Excerpt to read:
_____

Understanding the role of genes in common musculoskeletal diseases and identifying new treatments

This research cluster will harness the interplay of genetics, cells and matrix to deliver insights into musculoskeletal health and new therapies in musculoskeletal disease. Using a variety of functional genomics techniques we aim to:

• boost our understanding of musculoskeletal health and disease
• generate therapeutic targets for future studies
• provide tools and training for the wider community

Understanding the role of genes in common musculoskeletal diseases

The musculoskeletal system describes the bones, joints, cartilage, and soft tissues of the body that are responsible for movement. Despite huge advances in genetic research, common diseases of the musculoskeletal (MSK) system such as osteoarthritis and carpal tunnel syndrome cause more years of disability and pain than any other disease class. Partly due to its complexity, MSK is under-researched and while current treatments often rely on a combination of analgesics, physiotherapy, and surgery, treatments based on a deeper biological understanding could help prevent MSK diseases from worsening.

_____

Data shown:
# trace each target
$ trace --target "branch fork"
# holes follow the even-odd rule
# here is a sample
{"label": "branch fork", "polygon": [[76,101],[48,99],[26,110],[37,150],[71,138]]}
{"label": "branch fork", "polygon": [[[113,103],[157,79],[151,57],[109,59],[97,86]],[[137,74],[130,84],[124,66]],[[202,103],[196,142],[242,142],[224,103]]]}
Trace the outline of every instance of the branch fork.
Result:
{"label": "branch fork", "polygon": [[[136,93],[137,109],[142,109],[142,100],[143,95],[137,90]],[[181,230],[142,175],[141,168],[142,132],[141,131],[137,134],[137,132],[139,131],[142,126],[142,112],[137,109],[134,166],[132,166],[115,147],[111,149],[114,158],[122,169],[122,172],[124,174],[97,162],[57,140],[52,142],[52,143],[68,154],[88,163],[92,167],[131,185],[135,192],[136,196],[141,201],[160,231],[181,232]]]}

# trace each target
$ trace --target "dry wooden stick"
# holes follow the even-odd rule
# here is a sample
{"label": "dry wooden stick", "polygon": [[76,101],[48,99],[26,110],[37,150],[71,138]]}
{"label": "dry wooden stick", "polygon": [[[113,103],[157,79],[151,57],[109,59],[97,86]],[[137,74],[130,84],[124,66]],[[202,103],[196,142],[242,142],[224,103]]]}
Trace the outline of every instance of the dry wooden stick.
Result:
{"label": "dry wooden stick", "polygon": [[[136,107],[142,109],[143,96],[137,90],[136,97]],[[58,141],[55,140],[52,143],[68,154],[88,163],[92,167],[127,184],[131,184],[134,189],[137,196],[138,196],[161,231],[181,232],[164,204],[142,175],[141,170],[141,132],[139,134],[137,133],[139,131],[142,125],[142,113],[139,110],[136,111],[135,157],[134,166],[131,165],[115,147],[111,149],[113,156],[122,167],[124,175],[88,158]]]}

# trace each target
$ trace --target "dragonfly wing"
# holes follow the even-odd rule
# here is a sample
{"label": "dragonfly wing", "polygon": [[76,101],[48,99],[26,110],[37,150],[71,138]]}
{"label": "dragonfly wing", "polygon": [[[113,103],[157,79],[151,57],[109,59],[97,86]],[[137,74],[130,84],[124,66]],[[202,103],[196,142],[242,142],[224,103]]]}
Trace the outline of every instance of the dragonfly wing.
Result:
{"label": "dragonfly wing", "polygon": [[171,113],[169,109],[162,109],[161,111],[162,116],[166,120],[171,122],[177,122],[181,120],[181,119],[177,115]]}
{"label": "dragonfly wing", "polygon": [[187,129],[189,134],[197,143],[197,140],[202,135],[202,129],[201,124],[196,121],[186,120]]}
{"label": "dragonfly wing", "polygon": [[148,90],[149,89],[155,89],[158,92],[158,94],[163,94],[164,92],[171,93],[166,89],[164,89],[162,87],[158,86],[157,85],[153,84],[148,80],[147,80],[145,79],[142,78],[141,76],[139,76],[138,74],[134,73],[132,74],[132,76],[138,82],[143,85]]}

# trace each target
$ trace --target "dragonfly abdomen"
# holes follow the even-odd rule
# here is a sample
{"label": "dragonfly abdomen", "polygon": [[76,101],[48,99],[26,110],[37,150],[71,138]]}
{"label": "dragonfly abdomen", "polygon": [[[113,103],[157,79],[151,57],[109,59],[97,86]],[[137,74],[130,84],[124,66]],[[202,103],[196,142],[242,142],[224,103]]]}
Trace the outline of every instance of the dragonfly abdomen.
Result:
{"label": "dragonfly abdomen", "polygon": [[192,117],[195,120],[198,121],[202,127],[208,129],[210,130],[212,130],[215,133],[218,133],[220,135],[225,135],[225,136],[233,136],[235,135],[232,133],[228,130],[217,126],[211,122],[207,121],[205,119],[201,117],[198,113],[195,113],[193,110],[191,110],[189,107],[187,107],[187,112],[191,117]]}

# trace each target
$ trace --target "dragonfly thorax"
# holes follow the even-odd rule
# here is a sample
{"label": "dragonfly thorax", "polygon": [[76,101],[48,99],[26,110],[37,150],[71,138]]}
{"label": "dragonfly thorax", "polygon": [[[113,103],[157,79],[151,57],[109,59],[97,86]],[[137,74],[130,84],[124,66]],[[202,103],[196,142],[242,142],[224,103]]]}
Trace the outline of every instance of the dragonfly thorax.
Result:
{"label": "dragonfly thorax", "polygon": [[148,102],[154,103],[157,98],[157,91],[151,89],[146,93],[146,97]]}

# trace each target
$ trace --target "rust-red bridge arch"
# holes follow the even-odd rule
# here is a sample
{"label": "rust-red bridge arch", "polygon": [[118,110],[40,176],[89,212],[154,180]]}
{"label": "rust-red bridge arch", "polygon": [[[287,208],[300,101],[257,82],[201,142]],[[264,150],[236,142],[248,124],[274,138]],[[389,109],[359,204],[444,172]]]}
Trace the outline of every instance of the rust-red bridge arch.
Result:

_____

Your assignment:
Carry on the piece about genes in musculoskeletal disease, starting right after its last sentence.

Exercise result:
Our Musculoskeletal Cluster will explore the genetic basis of MSK health and disease, aiming to revolutionise our understanding of the way functional genomics underpin disease. By collecting waste tissue at surgery, we’ll look at the internal biology of cells and other molecules that make up the tissue (called the matrix), that are affected by the disease. This will help us to link the genetic variations to changes in biological function, creating a major resource for other MSK researchers. Careful interpretation of the results will help to decide which genes and pathways are best suited as potential drug targets.

A second part of the study will help to define the effects of interfering with pathways on how the cells and tissues behave. We’ll build robotic “bioreactors” – robots to mimic the physical forces that these MSK tissues experience in the body. This will allow us to look at the interaction between disease genes and mechanical forces in the body.

By building on this expertise, we hope to transform the discovery and testing of new treatment targets for MSK diseases, reshaping MSK medicine over the next decade.